Поселок Новые Алды находится на южной окраине Грозного. До войны здесь жило около 10 тыс. человек. В поселке была библиотека, поликлиника. В местной школе обучалось полторы тысячи детей. Поселок возник в конце 50-х годов, когда вернувшиеся после депортации люди получили здесь земельные участки - по пять соток на семью. На этой земле они построили дома для себя и своих детей, для будущей счастливой жизни.
О недавней войне в Чечне историки напишут когда-нибудь подробные исследования. О том, что произошло в поселке Новые Алды 5 февраля 2000 года, рассказывают очевидцы, свидетельства которых были собраны Правозащитным центром «Мемориал».
Асет Чадаева:
«Я жила в поселке Новые Алды с осени 1999 г. по февраль 2000 г. До 3 февраля люди здесь гибли под бомбами, умирали от осколочных ранений. «Работа» российской авиации доводила хронических больных и стариков до инфарктов и инсультов. Люди умирали от пневмонии — они месяцами сидели в сырых подвалах. Всего в течение двух месяцев, до 5 февраля, мы похоронили 75 человек.
5 февраля около 12 часов дня я услышала на улице первые выстрелы. Мы с отцом вышли и увидели, как солдаты поджигают дома. Наш сосед чинил крышу, и я услышала, как солдат говорит: «Смотри, Дим, дурак крышу делает», а тот в ответ: «Сними его». Солдат поднял автомат, хотел выстрелить. Я крикнула: «Не стреляй! Он глухой!». Солдат повернулся и выпустил очередь поверх наших голов.

**Извлечённые строки:**
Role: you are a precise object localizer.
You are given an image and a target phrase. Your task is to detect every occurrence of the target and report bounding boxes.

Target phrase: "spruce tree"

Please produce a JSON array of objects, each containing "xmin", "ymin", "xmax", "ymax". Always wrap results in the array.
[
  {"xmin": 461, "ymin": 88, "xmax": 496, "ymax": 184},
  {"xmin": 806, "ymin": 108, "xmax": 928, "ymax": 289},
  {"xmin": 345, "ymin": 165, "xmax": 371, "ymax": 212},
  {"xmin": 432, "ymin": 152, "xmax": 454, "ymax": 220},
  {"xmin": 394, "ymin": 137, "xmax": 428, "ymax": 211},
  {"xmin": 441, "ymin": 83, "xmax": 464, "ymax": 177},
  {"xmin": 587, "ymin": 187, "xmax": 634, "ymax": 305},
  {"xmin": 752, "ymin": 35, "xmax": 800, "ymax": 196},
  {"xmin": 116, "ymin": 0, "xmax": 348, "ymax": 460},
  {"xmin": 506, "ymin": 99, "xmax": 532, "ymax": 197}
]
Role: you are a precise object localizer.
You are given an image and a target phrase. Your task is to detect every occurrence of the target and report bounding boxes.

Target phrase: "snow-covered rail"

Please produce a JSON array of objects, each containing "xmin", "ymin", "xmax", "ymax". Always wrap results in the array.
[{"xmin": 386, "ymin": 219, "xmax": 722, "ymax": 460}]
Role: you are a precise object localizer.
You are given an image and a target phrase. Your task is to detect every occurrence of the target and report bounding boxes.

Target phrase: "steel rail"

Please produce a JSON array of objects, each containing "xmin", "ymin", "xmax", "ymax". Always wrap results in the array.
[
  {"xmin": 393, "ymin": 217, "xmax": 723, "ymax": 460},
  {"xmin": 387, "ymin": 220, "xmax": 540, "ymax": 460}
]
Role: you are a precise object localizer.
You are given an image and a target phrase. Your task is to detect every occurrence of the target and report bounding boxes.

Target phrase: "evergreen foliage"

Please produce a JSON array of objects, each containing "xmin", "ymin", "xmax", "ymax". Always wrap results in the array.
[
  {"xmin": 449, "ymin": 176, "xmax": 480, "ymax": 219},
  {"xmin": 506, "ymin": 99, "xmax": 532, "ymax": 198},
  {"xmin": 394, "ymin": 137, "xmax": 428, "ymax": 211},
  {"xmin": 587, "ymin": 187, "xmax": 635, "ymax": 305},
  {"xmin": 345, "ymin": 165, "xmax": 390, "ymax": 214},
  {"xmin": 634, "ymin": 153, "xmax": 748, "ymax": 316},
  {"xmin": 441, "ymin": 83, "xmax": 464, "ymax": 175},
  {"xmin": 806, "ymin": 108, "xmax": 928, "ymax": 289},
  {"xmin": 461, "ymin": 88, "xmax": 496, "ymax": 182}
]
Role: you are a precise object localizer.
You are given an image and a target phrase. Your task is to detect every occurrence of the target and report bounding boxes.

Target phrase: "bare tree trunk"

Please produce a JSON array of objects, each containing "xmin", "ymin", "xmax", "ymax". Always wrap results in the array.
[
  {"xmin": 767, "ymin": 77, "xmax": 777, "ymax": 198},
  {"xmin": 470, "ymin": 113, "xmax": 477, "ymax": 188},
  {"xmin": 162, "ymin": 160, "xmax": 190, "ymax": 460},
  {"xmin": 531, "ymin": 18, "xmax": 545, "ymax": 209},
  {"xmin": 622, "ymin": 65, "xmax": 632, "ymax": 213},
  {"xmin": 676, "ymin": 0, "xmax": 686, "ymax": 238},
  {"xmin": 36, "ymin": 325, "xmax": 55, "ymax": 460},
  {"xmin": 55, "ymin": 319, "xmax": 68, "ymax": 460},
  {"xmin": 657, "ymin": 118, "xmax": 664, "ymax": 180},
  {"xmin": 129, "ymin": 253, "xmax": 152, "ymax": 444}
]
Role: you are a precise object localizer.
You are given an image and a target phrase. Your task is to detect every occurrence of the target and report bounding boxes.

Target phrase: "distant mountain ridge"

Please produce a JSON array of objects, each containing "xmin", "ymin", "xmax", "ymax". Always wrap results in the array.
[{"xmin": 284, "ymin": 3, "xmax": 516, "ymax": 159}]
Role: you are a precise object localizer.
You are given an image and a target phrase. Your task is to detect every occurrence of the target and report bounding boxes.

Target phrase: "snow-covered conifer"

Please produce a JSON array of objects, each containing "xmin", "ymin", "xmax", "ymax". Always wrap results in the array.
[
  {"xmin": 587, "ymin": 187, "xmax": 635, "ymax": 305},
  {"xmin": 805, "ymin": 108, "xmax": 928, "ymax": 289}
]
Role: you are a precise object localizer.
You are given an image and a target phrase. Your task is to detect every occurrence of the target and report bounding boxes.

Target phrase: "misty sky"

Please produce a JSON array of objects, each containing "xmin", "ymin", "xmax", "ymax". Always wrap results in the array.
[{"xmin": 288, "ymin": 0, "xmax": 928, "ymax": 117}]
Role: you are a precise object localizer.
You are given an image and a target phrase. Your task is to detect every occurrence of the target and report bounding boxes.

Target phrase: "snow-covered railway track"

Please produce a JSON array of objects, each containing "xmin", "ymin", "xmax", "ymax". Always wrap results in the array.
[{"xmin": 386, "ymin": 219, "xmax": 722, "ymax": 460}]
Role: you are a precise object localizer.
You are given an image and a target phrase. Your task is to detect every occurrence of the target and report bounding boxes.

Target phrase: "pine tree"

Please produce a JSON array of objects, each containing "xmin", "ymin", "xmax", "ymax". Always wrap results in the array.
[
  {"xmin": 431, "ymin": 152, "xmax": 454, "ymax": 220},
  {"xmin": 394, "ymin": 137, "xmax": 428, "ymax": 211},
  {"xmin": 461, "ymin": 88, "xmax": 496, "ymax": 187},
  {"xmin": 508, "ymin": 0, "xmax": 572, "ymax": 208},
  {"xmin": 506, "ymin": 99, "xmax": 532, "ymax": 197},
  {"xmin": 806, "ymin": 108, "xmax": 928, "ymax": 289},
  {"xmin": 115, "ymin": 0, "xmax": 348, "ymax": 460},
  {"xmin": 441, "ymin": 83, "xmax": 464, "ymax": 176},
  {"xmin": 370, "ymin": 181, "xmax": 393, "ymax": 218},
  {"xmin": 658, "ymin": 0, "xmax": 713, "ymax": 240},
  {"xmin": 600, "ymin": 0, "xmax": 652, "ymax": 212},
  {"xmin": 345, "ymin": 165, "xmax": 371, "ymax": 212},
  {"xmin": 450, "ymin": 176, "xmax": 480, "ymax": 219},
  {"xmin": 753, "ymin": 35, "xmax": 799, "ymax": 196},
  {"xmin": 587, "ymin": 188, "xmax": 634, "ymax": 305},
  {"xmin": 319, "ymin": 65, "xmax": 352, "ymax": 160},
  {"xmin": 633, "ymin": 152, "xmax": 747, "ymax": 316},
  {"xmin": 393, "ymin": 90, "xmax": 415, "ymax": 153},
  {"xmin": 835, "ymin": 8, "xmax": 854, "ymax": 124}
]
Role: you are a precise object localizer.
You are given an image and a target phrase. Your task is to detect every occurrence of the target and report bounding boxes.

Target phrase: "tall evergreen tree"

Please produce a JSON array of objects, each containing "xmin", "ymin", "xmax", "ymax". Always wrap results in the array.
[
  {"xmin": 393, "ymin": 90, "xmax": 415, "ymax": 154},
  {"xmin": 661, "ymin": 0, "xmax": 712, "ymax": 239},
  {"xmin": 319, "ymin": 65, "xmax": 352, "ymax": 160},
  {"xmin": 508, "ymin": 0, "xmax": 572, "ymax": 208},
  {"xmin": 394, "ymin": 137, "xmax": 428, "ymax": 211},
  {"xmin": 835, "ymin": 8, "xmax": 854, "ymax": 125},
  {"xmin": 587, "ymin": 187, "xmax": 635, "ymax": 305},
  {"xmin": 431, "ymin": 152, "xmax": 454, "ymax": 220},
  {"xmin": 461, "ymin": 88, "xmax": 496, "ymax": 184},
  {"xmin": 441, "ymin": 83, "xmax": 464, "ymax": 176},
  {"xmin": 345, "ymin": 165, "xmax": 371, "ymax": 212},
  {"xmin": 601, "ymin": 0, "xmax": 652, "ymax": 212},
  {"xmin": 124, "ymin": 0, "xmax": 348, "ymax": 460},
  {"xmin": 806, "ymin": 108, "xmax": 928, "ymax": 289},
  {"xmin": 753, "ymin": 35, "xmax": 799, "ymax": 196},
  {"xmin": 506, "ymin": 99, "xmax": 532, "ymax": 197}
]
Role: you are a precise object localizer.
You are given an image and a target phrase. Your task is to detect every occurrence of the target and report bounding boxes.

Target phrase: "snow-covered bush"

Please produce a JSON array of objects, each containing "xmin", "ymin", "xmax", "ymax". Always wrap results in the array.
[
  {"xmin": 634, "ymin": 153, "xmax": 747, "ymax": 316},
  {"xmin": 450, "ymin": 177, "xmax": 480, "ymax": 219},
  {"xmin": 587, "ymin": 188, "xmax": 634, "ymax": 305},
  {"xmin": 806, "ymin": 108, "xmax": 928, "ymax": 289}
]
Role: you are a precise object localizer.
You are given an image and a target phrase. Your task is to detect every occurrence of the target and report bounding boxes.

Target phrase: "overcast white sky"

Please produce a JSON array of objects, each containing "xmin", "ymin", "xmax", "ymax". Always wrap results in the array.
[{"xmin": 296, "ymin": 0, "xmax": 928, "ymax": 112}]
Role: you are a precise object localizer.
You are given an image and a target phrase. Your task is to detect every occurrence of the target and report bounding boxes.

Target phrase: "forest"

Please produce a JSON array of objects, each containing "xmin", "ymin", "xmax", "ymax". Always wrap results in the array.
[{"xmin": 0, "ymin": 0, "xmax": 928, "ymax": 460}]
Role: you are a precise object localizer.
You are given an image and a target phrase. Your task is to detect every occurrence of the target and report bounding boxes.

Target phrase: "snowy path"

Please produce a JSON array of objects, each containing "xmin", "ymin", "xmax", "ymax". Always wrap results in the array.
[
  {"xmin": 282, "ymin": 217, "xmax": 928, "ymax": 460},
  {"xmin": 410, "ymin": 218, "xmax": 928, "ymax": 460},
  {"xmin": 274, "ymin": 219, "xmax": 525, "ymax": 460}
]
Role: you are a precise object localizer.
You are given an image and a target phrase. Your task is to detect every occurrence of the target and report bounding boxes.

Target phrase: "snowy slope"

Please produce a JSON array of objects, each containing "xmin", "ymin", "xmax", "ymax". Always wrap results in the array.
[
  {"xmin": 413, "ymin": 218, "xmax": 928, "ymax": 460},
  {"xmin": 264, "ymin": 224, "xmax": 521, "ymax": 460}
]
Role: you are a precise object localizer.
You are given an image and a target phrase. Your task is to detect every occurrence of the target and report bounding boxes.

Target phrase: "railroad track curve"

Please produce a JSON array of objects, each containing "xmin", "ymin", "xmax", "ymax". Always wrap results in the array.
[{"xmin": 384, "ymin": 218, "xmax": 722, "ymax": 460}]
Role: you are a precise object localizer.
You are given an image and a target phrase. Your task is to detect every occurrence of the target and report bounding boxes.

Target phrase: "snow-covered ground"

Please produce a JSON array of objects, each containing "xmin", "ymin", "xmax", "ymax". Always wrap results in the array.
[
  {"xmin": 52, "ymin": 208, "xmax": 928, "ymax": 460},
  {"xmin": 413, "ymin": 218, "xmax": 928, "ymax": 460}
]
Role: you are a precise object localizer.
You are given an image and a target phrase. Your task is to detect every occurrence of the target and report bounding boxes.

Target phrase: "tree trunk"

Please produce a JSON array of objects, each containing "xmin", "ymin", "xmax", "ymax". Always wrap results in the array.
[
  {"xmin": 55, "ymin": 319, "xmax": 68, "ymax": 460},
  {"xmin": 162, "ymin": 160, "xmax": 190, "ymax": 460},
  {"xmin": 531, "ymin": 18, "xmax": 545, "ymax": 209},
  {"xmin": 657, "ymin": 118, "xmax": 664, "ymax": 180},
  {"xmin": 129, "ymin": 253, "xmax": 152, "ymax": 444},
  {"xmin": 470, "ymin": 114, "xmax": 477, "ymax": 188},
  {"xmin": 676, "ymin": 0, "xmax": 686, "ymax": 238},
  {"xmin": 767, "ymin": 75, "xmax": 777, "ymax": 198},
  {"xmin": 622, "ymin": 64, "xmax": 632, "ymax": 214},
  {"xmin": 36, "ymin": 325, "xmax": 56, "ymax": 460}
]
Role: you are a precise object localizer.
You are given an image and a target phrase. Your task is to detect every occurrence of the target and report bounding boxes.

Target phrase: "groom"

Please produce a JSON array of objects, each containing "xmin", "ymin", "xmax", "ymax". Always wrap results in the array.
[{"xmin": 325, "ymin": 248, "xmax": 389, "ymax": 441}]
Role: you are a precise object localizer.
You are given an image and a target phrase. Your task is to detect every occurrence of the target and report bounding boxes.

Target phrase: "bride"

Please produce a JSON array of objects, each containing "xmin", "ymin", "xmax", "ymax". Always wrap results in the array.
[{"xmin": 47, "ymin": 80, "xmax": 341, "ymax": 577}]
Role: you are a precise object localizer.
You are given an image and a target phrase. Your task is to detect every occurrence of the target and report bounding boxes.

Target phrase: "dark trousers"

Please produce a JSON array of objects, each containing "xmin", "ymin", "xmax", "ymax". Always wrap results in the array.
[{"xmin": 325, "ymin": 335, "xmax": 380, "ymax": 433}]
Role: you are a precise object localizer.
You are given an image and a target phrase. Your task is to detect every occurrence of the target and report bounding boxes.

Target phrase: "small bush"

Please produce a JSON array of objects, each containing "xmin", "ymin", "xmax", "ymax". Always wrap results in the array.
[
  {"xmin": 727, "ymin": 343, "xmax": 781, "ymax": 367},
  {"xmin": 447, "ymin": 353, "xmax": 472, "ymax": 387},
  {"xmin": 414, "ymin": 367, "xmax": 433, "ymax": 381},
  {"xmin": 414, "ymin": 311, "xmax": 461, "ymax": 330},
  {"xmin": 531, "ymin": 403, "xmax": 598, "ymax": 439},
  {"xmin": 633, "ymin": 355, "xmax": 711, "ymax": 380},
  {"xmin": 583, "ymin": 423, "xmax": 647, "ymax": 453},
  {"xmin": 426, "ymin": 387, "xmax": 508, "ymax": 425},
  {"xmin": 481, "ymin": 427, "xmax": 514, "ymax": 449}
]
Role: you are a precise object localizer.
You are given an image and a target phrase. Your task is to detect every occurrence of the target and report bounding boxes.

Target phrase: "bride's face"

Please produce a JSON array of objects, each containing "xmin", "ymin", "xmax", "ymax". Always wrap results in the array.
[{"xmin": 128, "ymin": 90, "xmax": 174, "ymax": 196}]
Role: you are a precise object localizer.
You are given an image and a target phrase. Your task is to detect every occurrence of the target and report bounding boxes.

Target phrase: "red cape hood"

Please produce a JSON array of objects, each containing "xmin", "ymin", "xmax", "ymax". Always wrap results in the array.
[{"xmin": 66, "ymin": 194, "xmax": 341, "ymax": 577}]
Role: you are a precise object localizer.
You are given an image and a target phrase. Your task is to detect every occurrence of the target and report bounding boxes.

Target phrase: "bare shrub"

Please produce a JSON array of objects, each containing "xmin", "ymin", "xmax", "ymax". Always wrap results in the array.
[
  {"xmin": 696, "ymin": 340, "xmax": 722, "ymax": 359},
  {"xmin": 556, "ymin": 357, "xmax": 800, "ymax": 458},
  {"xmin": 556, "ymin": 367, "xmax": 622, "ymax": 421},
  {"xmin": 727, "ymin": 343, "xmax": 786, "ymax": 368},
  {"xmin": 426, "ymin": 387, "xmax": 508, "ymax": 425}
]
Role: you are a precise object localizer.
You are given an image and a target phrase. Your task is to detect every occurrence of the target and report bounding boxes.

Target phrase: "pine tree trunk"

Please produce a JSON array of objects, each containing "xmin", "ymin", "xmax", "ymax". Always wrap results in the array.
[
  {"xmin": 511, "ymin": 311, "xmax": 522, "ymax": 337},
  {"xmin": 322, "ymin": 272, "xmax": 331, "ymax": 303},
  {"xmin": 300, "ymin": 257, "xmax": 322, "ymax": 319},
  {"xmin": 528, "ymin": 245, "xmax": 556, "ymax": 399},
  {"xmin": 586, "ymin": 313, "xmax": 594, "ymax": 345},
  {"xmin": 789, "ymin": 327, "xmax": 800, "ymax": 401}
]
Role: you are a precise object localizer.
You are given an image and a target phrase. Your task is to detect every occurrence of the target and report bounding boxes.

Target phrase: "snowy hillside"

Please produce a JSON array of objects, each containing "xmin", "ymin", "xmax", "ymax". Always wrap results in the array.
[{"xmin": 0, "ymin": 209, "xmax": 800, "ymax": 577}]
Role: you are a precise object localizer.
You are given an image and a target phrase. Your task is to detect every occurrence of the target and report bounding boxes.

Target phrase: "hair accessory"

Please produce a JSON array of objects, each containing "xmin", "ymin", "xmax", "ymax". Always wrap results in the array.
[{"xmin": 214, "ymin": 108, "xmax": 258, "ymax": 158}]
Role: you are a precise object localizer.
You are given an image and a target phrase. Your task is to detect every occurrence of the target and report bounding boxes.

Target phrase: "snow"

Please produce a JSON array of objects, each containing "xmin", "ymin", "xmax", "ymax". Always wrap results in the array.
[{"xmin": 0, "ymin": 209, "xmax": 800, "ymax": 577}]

**Что сделать:**
1) Выведете из отрывка о поселке Новые Алды фрагмент, начиная со слов «5 февраля около» и заканчивая словами «поверх наших голов.» включительно?
2) Подхватите отрывок о поселке Новые Алды и продолжите его с того места, на котором он останавливается.

**Ответы к заданию:**
1)
5 февраля около 12 часов дня я услышала на улице первые выстрелы. Мы с отцом вышли и увидели, как солдаты поджигают дома. Наш сосед чинил крышу, и я услышала, как солдат говорит: «Смотри, Дим, дурак крышу делает», а тот в ответ: «Сними его». Солдат поднял автомат, хотел выстрелить. Я крикнула: «Не стреляй! Он глухой!». Солдат повернулся и выпустил очередь поверх наших голов.

2)
Тут за нами вышел мой брат, 1975 года рождения, и мы пошли навстречу этим фашистам. Первое, что они крикнули: «Отмечай им, Серый, зеленкой лбы, чтобы стрелять удобнее было». Брату сразу же приставили автомат и спросили: «В боях участие принимал?». Брат ответил, что нет, — тогда они стали избивать его.
На случай, если насиловать будут, я заранее привязала к себе гранату — ее можно было выменять на четыре пачки сигарет «Прима».
Нам приказали собраться на перекрестке. Я собрала людей с нашей улицы, чтобы всем быть вместе. Только в нашем маленьком переулке детей до 15 лет было десять человек, самому младшему — всего 2 года. Солдаты опять начали проверять паспорта, один говорит: «Выселять вас будем. Вам коридор, сволочи, давали!?». Все это сопровождалось нецензурной бранью.
Только я отошла от перекрестка, снова раздались выстрелы. Женщины закричали: «Ася, Руслан ранен, перевяжи его!». Руслан Эльсаев, 40 лет, после проверки стоял около своего дома, курил. Двое солдат без всякой причины выстрелили в него, одна пуля прошла навылет через легкое, в двух сантиметрах от сердца, другая — попала в руку...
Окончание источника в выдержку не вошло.